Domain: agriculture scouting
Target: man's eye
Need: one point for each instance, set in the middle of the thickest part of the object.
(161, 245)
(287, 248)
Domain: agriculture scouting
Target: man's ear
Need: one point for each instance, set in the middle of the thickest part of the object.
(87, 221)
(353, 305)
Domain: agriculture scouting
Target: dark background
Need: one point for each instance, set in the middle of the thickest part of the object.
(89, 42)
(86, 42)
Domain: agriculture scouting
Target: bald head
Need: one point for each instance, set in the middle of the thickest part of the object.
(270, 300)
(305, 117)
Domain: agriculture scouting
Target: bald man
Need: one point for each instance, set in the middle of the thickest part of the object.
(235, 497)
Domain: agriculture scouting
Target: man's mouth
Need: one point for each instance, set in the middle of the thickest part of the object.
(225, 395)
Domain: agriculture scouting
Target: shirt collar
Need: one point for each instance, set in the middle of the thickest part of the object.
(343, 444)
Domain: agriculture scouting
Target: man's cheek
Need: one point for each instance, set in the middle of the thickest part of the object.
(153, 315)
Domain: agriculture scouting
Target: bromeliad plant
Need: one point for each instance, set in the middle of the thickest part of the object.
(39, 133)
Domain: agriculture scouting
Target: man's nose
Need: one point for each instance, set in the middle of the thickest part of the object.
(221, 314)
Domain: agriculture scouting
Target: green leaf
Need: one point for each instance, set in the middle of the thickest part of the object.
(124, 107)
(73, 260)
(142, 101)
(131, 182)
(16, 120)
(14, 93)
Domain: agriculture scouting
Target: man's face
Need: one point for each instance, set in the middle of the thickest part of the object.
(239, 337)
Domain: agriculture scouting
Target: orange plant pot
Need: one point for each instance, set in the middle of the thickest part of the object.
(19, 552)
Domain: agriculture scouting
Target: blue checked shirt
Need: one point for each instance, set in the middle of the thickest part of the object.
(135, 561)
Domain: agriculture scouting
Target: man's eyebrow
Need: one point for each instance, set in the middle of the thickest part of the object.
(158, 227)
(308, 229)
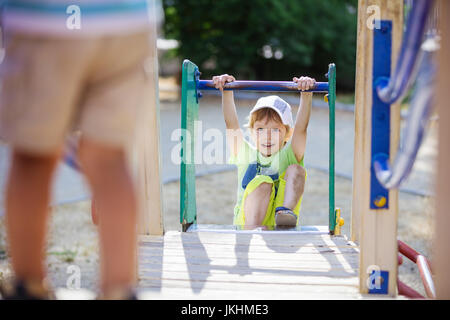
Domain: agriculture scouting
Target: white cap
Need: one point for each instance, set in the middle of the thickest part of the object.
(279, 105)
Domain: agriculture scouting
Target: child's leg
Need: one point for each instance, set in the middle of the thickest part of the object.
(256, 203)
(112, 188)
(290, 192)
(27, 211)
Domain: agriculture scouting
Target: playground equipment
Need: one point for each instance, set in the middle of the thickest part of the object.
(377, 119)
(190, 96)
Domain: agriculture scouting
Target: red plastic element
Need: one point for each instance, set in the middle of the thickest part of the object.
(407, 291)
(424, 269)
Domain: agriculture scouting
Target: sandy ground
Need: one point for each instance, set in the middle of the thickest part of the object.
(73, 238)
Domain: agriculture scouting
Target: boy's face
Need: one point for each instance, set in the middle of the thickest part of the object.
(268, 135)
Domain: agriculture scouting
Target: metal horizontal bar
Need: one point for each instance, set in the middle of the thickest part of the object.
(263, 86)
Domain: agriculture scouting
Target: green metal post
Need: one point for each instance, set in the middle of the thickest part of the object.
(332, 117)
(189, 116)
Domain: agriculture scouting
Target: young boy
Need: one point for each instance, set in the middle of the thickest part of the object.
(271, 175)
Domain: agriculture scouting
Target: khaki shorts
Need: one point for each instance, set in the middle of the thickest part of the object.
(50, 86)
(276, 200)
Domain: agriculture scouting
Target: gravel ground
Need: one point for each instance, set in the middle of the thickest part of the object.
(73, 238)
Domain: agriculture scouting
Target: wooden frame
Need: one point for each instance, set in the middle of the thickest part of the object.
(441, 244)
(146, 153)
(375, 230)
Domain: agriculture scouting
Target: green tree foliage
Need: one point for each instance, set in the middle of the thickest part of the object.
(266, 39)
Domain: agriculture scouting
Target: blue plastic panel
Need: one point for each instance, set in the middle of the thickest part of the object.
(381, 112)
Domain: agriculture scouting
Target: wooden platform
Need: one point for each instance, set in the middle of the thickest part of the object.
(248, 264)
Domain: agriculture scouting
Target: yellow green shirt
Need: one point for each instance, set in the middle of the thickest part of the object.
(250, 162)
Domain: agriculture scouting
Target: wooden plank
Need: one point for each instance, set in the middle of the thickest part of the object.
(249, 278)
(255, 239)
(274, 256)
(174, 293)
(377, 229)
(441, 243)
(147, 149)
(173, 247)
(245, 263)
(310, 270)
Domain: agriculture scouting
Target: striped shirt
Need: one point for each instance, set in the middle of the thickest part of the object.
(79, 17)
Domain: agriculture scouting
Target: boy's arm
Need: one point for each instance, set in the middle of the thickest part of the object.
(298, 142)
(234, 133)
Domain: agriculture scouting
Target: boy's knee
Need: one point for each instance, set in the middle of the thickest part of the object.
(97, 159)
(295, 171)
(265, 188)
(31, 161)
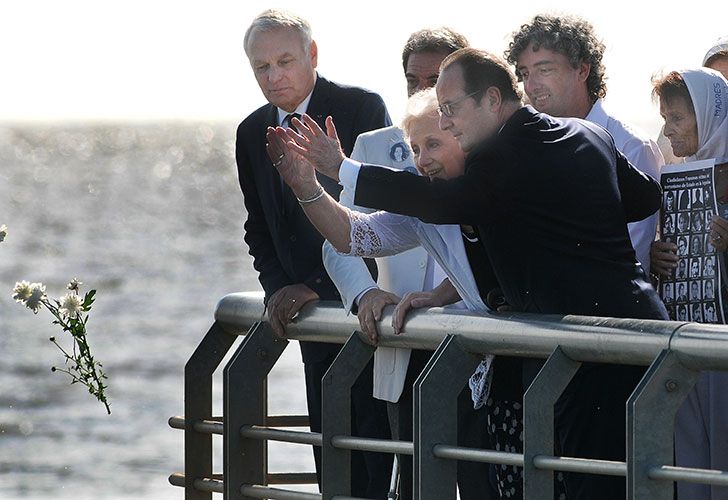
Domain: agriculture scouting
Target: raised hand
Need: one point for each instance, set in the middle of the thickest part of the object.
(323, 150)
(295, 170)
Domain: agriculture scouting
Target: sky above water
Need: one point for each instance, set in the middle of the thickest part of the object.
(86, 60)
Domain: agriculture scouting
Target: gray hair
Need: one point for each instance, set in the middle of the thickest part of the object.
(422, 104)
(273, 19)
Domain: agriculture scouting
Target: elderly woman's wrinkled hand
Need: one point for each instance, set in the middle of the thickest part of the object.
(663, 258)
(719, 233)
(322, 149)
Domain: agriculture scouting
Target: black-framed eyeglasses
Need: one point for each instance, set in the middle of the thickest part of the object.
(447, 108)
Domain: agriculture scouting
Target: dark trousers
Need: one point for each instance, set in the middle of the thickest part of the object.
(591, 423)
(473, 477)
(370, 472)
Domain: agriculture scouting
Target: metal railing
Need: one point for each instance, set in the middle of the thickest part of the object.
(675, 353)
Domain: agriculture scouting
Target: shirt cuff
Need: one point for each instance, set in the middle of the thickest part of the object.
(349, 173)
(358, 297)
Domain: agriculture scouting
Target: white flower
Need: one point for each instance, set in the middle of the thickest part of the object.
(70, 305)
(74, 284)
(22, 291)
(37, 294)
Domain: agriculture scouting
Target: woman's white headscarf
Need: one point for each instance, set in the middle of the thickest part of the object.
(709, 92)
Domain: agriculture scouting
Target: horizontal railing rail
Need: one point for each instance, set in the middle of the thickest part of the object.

+---+

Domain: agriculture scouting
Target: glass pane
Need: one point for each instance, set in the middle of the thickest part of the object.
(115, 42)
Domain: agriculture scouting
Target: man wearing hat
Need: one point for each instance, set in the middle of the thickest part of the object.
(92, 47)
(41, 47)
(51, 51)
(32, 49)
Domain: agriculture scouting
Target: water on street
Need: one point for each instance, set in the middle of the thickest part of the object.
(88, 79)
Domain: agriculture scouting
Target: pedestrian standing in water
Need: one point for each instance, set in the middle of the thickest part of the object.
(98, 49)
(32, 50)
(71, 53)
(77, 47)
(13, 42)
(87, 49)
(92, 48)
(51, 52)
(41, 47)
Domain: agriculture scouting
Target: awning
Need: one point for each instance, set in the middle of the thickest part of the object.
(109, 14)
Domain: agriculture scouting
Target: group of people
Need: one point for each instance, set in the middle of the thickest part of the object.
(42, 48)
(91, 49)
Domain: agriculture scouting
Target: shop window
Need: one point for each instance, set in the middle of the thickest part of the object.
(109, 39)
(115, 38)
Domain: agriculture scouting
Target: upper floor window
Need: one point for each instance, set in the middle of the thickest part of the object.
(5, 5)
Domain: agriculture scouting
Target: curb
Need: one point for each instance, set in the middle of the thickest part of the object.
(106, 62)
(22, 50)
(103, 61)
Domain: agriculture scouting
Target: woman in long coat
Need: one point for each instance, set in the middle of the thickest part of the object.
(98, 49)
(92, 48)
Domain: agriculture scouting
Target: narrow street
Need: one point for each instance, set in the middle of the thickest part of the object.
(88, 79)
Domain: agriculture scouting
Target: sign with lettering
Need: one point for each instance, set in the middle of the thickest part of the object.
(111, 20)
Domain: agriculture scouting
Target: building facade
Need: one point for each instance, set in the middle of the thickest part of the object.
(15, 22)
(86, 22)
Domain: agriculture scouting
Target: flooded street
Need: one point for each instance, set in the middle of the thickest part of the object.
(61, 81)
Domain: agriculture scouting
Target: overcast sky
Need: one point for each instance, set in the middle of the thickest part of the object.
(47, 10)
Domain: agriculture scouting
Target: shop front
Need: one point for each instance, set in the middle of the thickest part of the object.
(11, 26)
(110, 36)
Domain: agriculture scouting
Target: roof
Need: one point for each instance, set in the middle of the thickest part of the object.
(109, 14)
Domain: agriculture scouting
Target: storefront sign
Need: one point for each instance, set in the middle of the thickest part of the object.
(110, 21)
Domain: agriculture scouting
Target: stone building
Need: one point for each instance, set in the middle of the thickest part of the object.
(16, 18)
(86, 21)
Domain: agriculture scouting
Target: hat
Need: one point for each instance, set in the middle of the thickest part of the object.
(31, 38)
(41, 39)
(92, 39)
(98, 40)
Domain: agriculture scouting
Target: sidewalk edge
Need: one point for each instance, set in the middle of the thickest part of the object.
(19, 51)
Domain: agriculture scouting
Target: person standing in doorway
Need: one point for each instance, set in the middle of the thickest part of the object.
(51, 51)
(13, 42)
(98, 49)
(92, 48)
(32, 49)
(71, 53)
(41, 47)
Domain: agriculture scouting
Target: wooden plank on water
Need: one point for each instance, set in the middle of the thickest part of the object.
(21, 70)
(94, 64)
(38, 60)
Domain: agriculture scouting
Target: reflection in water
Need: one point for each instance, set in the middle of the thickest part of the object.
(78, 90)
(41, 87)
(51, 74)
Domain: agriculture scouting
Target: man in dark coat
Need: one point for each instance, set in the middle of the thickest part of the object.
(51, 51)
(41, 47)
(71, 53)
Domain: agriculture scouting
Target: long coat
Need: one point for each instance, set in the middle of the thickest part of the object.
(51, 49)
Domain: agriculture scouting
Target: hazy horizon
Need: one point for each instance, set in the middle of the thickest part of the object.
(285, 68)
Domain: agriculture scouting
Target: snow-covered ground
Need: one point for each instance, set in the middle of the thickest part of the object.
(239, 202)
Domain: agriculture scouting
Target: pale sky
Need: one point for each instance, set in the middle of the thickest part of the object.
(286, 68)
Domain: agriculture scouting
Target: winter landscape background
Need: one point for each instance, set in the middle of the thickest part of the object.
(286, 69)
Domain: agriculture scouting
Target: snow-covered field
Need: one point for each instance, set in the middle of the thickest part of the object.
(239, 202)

+---+

#### PROBLEM STATEMENT
Collect every line in the records that contains the string "woman", and copy each one in full. Matches must have the same uppercase and lowercase letters.

#### OUTPUT BELOW
Target: elderly woman's wrinkled hand
Target: woman's white headscarf
Target: woman in long coat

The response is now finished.